#### Assignment 1:
Decide whether each statement agrees with the article below on angled dental implants. Answer yes or no for each, and quote the article's deciding words. (a) Angled implants have long been used to correct poor initial positioning of the implant root. (b) The upper jaw bone ridge is thickest where the two front teeth sit. (c) Dental implants are typically shorter than natural tooth roots.
#### Assignment 2:
In the article on angled dental implants below, what imagery does the dentist look at to note where the sinus cavities are when an upper front tooth needs replacing?
#### Assignment 3:
Continue the article on angled dental implants below, picking up after its final sentence.

#### Given passage:

What Happens When Dental Implant Roots Are Angled in the Jaw?

If you have decided to work with your dentist to replace a missing tooth, then you may have decided that a dental implant is best for your situation. You may know by now that dental implantation requires a great deal of preparation before the implant can even be placed in the mouth. In some cases, the dental implant may be scheduled for angled placement. You should know that angled implants have long been used to correct poor initial positioning of the implant root. Some dentists also choose to secure an angled implant at the onset of treatment. Keep reading to learn about several situations where this is likely. 

One of the Front Teeth Must Be Replaced

If one of your upper front teeth is in need of replacement, then your dentist will need to look at CT scans and x-ray imagery to note the location of the sinus cavities. The cavities sit just above the upper jaw ridge and angle down towards the nose. As the sinuses angle downward, the bone ridge becomes thin, and is the thinnest right where the two front teeth sit in the jaw. 

While the upper jaw bone is thick enough to retain the natural tooth roots, dental implants are typically much longer than the natural roots. The length of the implant root can vary significantly based on your oral and general health. Anatomy is also used to determine length. Your dentist may be able to choose an implant that sits just one to two millimeters below your sinus cavities. However, if you have osteoporosis, require a bone graft procedure, or if the bone ridge has significantly degraded over time, then this might not be possible. 

If the longer dental implant is secured in a straight manner, then it may actually pierce the sinus cavities. While sinus lifts can and often are scheduled before implant placement, your dentist may decide to angle the root instead, so it does not come nearly as close to the sinus cavities. 

If you are prone to sinus infections, if you have an allergic rhinitis condition, or if you simply want to skip the added surgery, then angling may be ideal instead of a sinus lift.

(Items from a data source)
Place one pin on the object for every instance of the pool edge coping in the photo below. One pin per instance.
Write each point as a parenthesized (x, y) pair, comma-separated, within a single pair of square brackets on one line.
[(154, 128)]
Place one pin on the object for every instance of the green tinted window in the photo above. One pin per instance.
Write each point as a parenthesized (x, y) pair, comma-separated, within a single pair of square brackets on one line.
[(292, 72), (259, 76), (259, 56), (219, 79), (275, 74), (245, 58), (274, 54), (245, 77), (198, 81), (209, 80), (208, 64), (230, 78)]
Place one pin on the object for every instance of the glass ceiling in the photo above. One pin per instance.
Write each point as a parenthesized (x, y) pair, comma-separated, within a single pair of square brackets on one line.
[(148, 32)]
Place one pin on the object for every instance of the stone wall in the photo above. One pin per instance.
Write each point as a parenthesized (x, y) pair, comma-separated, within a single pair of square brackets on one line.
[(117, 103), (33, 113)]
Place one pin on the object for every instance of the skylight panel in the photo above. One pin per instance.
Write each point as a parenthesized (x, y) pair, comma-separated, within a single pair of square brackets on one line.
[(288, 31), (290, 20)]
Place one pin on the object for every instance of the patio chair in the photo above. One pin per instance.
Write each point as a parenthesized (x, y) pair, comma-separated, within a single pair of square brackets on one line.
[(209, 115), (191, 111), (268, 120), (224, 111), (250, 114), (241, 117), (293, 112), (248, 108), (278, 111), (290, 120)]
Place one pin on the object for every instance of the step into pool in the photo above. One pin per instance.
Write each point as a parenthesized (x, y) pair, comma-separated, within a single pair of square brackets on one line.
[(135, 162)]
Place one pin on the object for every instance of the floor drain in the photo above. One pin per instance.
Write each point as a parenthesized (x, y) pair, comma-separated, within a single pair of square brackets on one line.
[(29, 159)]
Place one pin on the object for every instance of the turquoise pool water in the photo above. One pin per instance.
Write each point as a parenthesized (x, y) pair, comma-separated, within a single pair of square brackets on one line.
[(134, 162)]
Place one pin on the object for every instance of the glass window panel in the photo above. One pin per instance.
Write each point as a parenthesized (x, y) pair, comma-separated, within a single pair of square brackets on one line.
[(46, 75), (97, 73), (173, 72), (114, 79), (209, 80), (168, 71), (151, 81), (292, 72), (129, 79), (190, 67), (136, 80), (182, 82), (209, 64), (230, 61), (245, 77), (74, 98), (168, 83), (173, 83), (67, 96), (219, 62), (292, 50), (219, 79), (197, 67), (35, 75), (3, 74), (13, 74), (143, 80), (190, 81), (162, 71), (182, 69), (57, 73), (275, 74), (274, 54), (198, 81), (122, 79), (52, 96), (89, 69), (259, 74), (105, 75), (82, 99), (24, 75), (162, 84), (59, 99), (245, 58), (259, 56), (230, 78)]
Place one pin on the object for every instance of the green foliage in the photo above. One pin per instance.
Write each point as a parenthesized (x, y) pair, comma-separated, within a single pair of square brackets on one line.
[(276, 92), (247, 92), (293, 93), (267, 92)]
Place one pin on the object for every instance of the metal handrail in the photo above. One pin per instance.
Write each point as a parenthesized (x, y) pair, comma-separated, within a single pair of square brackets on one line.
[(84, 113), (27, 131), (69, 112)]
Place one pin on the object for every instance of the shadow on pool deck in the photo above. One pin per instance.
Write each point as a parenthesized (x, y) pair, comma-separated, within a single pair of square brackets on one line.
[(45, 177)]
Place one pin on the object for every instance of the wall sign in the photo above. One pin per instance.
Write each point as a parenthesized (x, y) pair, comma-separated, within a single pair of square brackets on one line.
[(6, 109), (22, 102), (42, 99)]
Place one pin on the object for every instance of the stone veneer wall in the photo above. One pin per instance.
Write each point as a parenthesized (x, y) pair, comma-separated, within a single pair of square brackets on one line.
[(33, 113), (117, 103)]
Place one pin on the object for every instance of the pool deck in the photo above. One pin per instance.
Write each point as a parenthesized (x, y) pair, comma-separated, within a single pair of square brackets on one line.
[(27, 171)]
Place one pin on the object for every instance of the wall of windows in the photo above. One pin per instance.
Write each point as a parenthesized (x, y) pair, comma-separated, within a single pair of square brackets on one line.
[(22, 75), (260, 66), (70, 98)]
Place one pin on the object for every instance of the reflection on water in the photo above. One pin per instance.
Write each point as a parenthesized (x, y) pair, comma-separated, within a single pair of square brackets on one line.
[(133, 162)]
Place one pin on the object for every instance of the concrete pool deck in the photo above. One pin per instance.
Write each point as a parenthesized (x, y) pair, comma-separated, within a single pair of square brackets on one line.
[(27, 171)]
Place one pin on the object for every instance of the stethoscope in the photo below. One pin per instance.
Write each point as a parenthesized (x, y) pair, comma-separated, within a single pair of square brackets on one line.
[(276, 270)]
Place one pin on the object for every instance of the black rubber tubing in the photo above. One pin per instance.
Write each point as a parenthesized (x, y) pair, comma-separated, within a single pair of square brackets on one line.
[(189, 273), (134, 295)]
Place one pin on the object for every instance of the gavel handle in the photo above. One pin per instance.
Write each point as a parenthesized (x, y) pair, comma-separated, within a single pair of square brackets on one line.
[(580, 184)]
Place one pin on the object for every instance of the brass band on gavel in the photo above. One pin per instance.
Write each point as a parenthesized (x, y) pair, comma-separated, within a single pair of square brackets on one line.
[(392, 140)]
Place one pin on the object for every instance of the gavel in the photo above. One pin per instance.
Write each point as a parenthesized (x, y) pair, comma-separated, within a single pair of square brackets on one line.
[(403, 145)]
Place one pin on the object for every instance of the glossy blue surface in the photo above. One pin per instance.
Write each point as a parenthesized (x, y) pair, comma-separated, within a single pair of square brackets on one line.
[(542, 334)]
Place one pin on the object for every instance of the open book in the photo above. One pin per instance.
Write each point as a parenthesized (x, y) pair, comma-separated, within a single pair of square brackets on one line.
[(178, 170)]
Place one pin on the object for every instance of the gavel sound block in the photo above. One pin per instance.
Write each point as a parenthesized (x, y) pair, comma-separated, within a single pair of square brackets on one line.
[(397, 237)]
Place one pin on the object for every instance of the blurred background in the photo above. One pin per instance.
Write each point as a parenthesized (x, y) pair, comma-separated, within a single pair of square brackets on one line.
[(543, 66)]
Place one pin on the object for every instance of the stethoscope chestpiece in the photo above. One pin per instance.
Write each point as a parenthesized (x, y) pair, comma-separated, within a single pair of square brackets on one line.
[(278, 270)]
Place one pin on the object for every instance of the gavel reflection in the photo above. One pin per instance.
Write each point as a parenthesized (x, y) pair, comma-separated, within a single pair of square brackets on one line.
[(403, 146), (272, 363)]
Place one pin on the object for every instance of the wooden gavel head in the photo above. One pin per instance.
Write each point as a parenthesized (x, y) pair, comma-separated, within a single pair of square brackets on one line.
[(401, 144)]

#### Expected answer 1:
(a) Yes: "angled implants have long been used to correct poor initial positioning of the implant root"
(b) No: "is the thinnest right where the two front teeth sit in the jaw"
(c) No: "dental implants are typically much longer than the natural roots"

#### Expected answer 2:
CT scans and x-ray imagery.

#### Expected answer 3:
The Facial Nerves Must Be Avoided

One of the possible complications of dental implant surgery is nerve damage. Nerve damage can occur when drilling and dental implant placement causes direct damage to one of the facial nerves. Nerve damage can cause extreme and lingering pain, numbness across the face, and tingling sensations. While some nerve damage situations resolve themselves over time, this is not always the case. You may then need to have your implant removed.

Since nerve damage can be so devastating, your dental professional will locate all of your facial nerves and note their location in relation to your dental implant. Many nerves branch out and sit just above and beneath the jaw bone, so your dentist will need to pay close attention where the majority of these nerves are located. Specifically, the nerves are noted when the implant root is secured somewhere along the middle or front sections of the jaw. 

If your dentist feels that a nerve is close to the implant site, then the root will be angled. Angling will depend on the amount of bone that sits in the region and the socket's proximity to the other dental roots. For example, there may be room to angle the implant towards the back of the mouth if one of the bicuspids needs to be replaced. 

Slight right and left angling may be possible as well, and your dentist will use an abutment or attachment that angles as well so your artificial tooth can sit straight in the mouth, even when the root is angled.